__EXCERPTED RECORDS__:

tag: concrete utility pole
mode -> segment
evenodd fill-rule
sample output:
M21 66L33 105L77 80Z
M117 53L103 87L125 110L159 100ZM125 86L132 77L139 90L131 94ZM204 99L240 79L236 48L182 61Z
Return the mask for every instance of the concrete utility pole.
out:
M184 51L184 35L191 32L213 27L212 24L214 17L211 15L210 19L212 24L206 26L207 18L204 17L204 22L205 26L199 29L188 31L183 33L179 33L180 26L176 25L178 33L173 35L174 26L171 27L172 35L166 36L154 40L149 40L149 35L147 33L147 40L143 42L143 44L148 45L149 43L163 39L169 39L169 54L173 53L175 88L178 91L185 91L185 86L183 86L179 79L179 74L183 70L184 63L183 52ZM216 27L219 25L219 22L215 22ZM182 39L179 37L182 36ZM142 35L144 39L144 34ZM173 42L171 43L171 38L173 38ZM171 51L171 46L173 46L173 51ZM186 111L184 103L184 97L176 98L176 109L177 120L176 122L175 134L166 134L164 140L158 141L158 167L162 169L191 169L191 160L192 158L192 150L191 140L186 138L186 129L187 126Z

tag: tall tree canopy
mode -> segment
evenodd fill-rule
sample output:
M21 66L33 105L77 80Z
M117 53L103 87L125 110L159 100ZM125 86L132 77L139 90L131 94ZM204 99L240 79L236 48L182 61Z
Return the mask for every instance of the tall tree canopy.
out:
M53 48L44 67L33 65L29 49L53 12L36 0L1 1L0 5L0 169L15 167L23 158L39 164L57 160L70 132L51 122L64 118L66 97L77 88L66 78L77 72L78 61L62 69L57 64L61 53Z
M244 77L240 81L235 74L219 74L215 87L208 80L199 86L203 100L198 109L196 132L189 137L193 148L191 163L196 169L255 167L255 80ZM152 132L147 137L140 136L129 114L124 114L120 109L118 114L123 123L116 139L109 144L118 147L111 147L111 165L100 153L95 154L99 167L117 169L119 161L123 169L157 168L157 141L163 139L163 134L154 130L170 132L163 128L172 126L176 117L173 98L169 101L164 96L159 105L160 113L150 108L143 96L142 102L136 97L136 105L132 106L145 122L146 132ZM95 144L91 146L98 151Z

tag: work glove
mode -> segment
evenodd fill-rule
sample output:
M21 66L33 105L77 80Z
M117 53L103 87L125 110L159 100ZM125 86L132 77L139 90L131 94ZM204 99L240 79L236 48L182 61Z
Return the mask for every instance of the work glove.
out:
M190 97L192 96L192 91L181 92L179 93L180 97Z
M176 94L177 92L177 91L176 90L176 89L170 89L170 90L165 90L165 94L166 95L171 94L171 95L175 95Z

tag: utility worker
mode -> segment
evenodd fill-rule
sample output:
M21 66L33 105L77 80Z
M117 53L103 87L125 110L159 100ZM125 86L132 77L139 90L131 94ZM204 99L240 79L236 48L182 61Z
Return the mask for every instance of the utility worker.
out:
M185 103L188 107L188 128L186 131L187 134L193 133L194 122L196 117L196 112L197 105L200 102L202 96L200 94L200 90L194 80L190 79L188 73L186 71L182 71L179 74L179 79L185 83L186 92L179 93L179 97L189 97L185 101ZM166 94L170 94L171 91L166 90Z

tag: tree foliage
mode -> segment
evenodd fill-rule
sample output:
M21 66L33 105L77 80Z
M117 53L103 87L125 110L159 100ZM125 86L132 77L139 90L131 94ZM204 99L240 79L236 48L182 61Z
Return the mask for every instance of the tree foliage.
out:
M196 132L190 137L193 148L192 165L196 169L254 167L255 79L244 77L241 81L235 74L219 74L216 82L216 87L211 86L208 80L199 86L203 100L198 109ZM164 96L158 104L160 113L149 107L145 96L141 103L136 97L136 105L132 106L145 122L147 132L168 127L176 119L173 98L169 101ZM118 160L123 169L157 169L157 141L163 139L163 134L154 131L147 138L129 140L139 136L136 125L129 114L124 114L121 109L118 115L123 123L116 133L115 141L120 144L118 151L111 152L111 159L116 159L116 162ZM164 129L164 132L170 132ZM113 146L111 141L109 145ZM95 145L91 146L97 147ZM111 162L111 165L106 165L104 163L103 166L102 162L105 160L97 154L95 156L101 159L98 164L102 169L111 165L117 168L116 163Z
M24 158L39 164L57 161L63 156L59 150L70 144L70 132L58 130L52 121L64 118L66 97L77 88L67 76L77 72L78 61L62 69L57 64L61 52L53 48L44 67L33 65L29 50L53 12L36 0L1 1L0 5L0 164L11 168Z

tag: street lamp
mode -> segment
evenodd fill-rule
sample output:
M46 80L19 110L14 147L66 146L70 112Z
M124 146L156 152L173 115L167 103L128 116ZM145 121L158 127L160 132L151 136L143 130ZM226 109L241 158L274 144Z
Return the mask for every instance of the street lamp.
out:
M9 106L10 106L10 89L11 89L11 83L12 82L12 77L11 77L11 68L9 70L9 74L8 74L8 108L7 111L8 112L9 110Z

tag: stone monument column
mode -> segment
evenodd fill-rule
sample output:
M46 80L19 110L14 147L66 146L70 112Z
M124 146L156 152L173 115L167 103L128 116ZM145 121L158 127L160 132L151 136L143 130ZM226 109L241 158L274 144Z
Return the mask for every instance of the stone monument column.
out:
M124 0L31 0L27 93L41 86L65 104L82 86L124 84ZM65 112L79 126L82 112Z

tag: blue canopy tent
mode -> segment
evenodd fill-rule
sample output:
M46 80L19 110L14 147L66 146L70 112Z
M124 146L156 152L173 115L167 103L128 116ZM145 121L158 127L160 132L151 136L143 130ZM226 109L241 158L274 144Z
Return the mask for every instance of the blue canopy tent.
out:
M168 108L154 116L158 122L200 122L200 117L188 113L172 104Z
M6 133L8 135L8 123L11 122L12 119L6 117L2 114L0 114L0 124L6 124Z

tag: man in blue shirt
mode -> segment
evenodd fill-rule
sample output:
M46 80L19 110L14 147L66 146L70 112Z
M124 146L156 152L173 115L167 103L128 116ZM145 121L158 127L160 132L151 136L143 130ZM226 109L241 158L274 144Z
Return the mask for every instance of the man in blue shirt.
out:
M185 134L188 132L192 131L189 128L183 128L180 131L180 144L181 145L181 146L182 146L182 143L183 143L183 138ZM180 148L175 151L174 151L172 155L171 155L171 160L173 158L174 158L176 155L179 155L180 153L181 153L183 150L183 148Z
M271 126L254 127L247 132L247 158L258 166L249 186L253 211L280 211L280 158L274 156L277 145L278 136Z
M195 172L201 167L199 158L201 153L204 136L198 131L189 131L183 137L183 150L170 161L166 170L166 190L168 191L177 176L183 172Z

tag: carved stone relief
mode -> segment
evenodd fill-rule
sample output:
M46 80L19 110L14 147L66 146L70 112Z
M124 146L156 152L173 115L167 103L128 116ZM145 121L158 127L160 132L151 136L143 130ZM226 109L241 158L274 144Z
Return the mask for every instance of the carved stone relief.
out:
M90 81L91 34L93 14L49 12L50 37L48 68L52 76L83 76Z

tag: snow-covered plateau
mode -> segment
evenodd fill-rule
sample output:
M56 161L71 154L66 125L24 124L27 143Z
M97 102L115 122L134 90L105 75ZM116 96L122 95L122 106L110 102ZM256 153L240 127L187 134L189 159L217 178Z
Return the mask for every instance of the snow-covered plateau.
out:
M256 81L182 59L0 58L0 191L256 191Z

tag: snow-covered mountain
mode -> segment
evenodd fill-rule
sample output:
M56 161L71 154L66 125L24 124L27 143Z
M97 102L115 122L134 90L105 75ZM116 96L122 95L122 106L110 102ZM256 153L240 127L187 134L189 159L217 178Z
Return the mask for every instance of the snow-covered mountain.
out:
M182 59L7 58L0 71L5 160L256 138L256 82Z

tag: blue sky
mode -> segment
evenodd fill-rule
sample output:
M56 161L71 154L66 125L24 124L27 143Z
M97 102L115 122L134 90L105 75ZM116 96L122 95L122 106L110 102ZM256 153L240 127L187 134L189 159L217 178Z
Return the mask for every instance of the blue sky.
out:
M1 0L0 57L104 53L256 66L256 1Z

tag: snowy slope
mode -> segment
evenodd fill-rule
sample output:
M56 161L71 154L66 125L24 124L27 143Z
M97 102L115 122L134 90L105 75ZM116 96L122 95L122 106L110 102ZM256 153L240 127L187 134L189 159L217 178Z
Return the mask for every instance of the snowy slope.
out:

__GIVEN TASK__: Nothing but the lines from the line with "tag: snow-covered plateau" to the last line of the listing above should appear; please retype them exactly, both ends included.

__THE COMPLETED TASK__:
tag: snow-covered plateau
mode -> segment
evenodd fill-rule
sample output:
M56 161L71 154L66 125L24 124L27 143Z
M97 102L115 122L134 90L105 75ZM116 96L122 95L122 106L110 102ZM256 153L240 127L187 134L189 159L217 178Z
Return the mask for every instance of the snow-covered plateau.
out:
M256 81L182 59L0 58L0 191L256 191Z

tag: snow-covered mountain
mode -> segment
evenodd fill-rule
sample output:
M56 161L71 154L66 125L24 124L27 143Z
M97 102L115 122L134 90L105 75ZM116 96L122 95L122 106L110 102ZM256 153L240 127L187 134L189 159L217 178Z
Return the mask for every instance of the snow-covered mountain.
out:
M182 59L7 58L0 71L5 160L256 138L256 82Z

tag: blue sky
mode -> segment
evenodd fill-rule
sample output:
M56 161L71 154L66 125L24 124L27 143Z
M97 102L115 122L134 90L105 75ZM116 96L122 95L122 106L110 102ZM256 153L240 127L187 134L189 159L217 178Z
Return the mask for every instance of the blue sky.
out:
M1 0L0 57L104 53L256 66L256 1Z

tag: snowy slope
mode -> segment
evenodd fill-rule
sample output:
M56 161L71 154L66 125L24 124L27 143Z
M97 102L115 122L134 90L105 75ZM116 96L122 95L122 106L110 102ZM256 153L240 127L187 134L189 159L217 178Z
Return the mask for every instance of the snowy slope.
out:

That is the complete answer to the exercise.